» **Sul compito**:
Trascrivi senza modifiche la parte del testo sulla guerra in Yemen da "La crisi umanitaria" a "della coalizione saudita.".

» **Testo da esaminare**:
+++

Se da un lato il numero totale di vittime civili è diminuito rispetto al 2018, in gran parte grazie a una significativa riduzione degli attacchi aerei a Hodeidah, il calo non è comunque sinonimo di pace. Soltanto nell’ultimo anno, infatti, sono stati più di mille i civili uccisi per atti di violenza armata, la metà rispetto al 2018, ma al tempo stesso sono aumentati i feriti, segno che le violenze non accennano a diminuire. Inoltre, sono aumentati anche i casi di civili uccisi o feriti da mine o ordigni inesplosi, saliti da 349 a 504 negli ultimi 12 mesi. Oltre il 40% di tutti gli episodi di violenza armata contro civili è avvenuto nel governatorato di Hodeidah, così come un quarto delle oltre 3.000 vittime civili di tutto lo Yemen è stato registrato nella città portuale.

Nel solo 2019, inoltre, più di 390.000 yemeniti sono stati costretti a fuggire dalle loro case, e anche in questo caso la provincia di Hodeidah, insieme a quelle di Sa’daa e Ta’izz, rappresenta il luogo meno sicuro.

A preoccupare, al di là degli aspetti strategici e diplomatici, è il fatto che sul terreno le organizzazioni umanitarie non siano in grado di muoversi in sicurezza, mentre le infrastrutture del Paese sono state gravemente danneggiate, con numerosi casi di ospedali, scuole e sistemi idrici danneggiati o distrutti da attacchi aerei o bombardamenti.

La guerra contrappone una coalizione di forze regionali, guidate dall’Arabia Saudita e dagli Emirati Arabi Uniti, e i ribelli Houthi, sostenuti dall’Iran, che avevano avviato la loro azione nella capitale Sana’a nel novembre del 2014. La coalizione a guida saudita, supportata politicamente da diversi Paesi occidentali, tra cui gli Stati Uniti, ha ricevuto armi e munizioni da tutti i principali Paesi europei, primi su tutti Germania e Italia, innescando polemiche politiche sfociate poi nello stop alle autorizzazioni per l’esportazione. Ma ormai, la regione si è riempita di armi, rendendo il conflitto sempre più violento.

La crisi umanitaria derivante dalla guerra in Yemen, che ha causato oltre 100.000 morti, ha creato un’emergenza alimentare che coinvolge oltre 10 milioni di persone, mentre almeno 7 milioni di yemeniti soffrono di malnutrizione.

A partire dalla seconda metà del 2017, e soprattutto durante l’ultimo anno, la guerra è diventata ancora più complessa, per via dell’avanzata del gruppo al-Hirak al-Janubiyy (Movimento del Sud), che, sostenuto dagli Emirati Arabi Uniti, ha preso il controllo della parte meridionale del Paese e in particolare di Aden, aprendo un fronte all’interno della coalizione saudita.

+++

(Dati di espressioni referenziali basate su foto)
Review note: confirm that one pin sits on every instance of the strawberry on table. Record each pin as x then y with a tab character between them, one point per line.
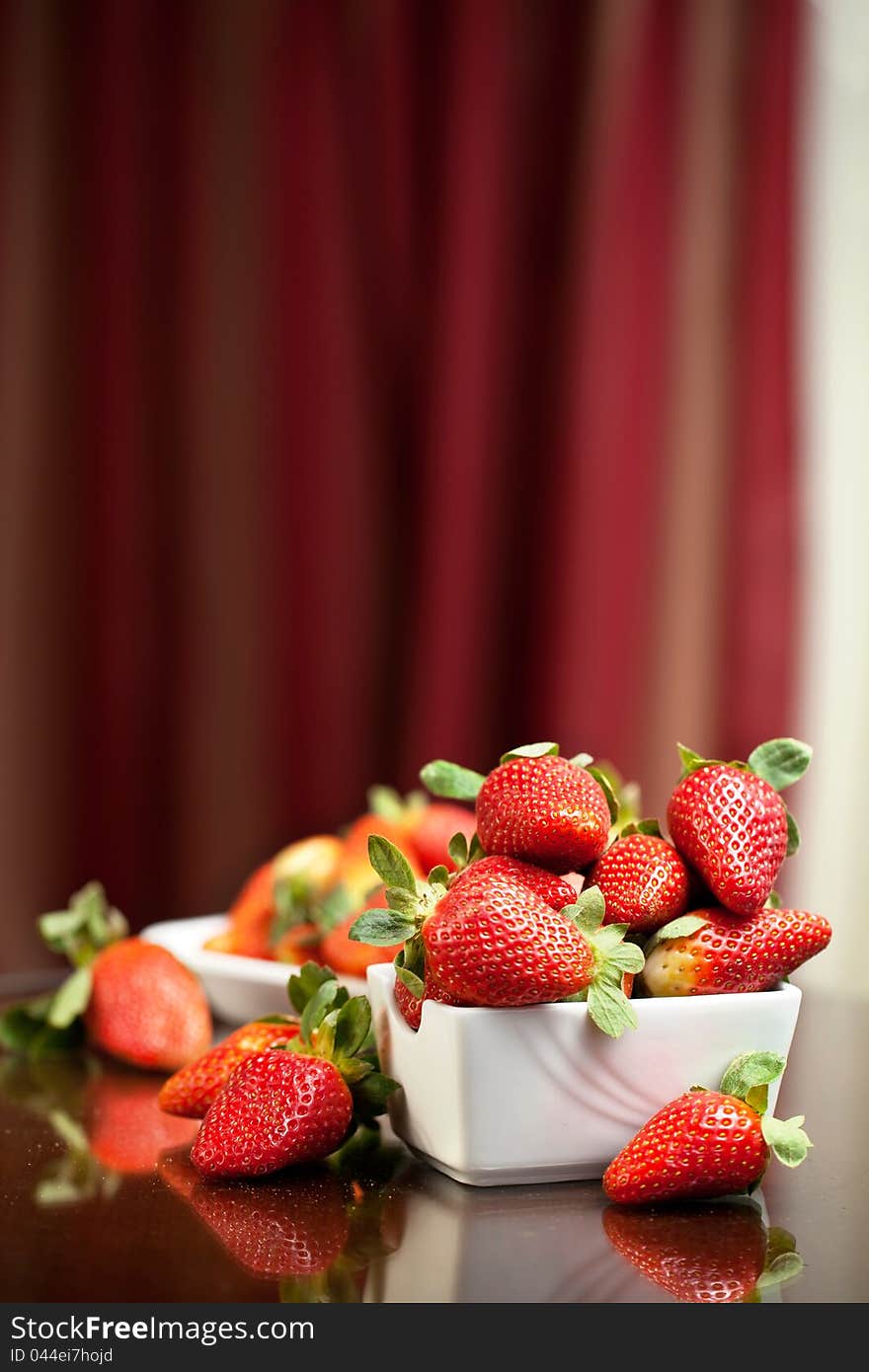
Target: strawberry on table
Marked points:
711	951
731	823
643	879
134	999
295	1104
709	1143
535	805
193	1090
704	1255
489	940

+++

» **Esito**:
La crisi umanitaria derivante dalla guerra in Yemen, che ha causato oltre 100.000 morti, ha creato un’emergenza alimentare che coinvolge oltre 10 milioni di persone, mentre almeno 7 milioni di yemeniti soffrono di malnutrizione.

A partire dalla seconda metà del 2017, e soprattutto durante l’ultimo anno, la guerra è diventata ancora più complessa, per via dell’avanzata del gruppo al-Hirak al-Janubiyy (Movimento del Sud), che, sostenuto dagli Emirati Arabi Uniti, ha preso il controllo della parte meridionale del Paese e in particolare di Aden, aprendo un fronte all’interno della coalizione saudita.